**AVAILABLE RECORDS**:

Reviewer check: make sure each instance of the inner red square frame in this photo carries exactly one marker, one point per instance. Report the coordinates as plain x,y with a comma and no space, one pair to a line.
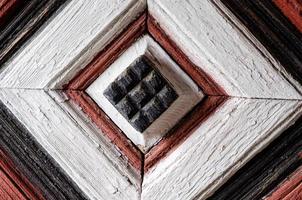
215,96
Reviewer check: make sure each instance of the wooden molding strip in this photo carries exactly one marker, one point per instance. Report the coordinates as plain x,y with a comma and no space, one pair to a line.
20,154
208,85
107,127
183,130
293,10
75,90
103,60
289,189
264,172
24,24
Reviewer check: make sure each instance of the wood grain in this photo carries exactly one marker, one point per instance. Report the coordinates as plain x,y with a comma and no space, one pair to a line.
8,9
265,22
66,140
184,128
126,147
208,85
24,24
37,175
218,148
85,27
13,184
269,168
290,189
108,55
188,91
215,44
293,10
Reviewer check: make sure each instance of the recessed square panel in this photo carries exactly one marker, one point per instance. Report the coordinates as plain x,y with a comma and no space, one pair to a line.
140,94
145,93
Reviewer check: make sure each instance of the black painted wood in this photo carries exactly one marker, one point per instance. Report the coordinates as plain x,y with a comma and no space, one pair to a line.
269,168
31,159
140,94
24,24
273,30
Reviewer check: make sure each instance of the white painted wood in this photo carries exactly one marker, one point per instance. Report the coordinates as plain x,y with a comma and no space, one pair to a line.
69,42
218,148
213,43
89,164
188,92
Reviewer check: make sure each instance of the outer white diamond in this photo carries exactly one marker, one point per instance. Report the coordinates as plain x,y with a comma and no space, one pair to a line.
188,92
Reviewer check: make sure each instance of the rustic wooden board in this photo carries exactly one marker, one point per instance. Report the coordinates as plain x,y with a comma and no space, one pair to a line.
289,189
293,10
90,165
214,43
264,99
273,30
218,148
69,42
23,158
263,173
25,23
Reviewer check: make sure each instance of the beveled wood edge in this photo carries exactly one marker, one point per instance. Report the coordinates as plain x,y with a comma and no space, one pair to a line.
103,59
132,153
203,80
183,129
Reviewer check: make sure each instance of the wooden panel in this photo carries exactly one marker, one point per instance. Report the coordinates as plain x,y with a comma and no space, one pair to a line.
216,45
23,155
25,23
272,29
89,165
82,27
263,173
238,130
293,10
290,189
8,8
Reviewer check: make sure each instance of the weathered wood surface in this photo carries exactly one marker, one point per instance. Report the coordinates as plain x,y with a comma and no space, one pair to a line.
218,148
69,42
25,23
263,173
272,29
289,189
89,164
34,172
291,9
241,66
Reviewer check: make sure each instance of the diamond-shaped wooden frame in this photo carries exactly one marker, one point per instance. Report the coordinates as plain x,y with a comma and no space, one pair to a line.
263,98
145,24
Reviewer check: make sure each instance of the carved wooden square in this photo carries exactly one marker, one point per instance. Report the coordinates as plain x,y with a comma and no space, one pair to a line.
140,94
145,93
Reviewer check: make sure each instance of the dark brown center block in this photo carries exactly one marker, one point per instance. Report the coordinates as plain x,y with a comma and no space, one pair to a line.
141,94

**WHAT THIS TASK INVOLVES**: Line by line, restate the data above exactly as it stands, minus the pictures.

**ANSWER BOX**:
Reviewer check: make sure each instance of the inner red square frame in this photo carries exactly one marker, one point per instance. Report the coordinates as plain x,y with a comma and no space, one pair to a line.
215,96
Reviewer check: make sure each instance of the wooden molding strip in this photo carries exactly one marker, one point per instance. Report the coordinates as plain x,y with a comma and no space, one pair to a line.
20,154
208,85
107,127
183,130
293,10
75,90
103,60
289,189
264,172
24,24
Reviewer check: make sure each instance of the wood grain in this photo carries exactly one marker, one point per instance. Report the coordinates as plain x,y with a comma and no space, one pair to a line.
8,9
265,22
66,140
184,128
126,147
208,85
24,24
37,175
218,148
85,27
13,184
269,168
290,189
108,55
188,91
215,44
293,10
Reviewer check: make sure each instance of the recessed square panel in this photo carries exactly one marker, one point per instance. Report the coordinates as plain x,y with a comma and no space, one pair to a line.
140,94
145,93
Reviewer check: make sure each instance of the black painted wood in this photo carries exactly one marker, one point per instance. Report the coordinates as plain x,y with a comma and no space, one pair to a line.
269,168
31,159
140,94
24,24
273,30
Reviewer check: make sure each instance of the white painted wood in this photo carries exactly one marker, one point per instance. Report the coordinates as plain x,y with a comma and no space, one pair to a line.
69,42
218,148
213,43
89,164
188,92
Reviewer check: make sure each instance of the outer white diamond in this photo carries exactly one marker, one point per instance. Report the coordinates as plain x,y with a comma and no space, one pair to a line.
188,92
Reviewer check: make sure each instance of the rustic wooden board in this photo carries exactly one marker, one point per instance. Report the coordinates as plain x,y with a comma and no space, one pair to a line.
289,189
293,10
90,165
214,43
264,99
273,30
218,148
69,42
23,158
263,173
25,23
Reviewer check: make sure each instance of the beveled wood edge in this photo carries exactly one marker, one point per instance. Report the coordinates as plain x,y with a comma and no space, one pair to a line.
103,59
132,153
203,80
183,129
Reviewer check: make sure each instance of the wooden panel in this photo carries exactly one marker, one point per instance. Report the coordinates as plain x,y with a comma and no space, one pair to a line.
216,45
23,155
25,23
272,29
89,165
82,27
263,173
238,130
293,10
290,189
8,8
Reviewer check: make sure each instance of the weathered wood surface in this photo carries exactly one marker, one point per instance. Report the coordinates as plain x,y with a comma and no space, one pair to a line.
218,148
69,42
25,23
263,173
272,29
289,189
89,164
34,172
291,9
241,66
Reviewer check: make sure each instance of the diamond-shaped wooden frame in this photo carries exactly one marker, one point per instance. Report the coordinates as plain x,y with a comma and no space, one pair to a line.
263,98
145,24
Reviewer check: make sure each instance of the carved wooden square in this photo carries exactly one marker, one point per instance. Report the coordinates as plain x,y with a comma and no space, one pair to a line.
140,94
145,93
Reviewer check: make sure each instance of the dark brown center block in this photo carries exactly one marker, one point per instance. Report the coordinates as plain x,y with a comma and no space, one pair to a line.
141,94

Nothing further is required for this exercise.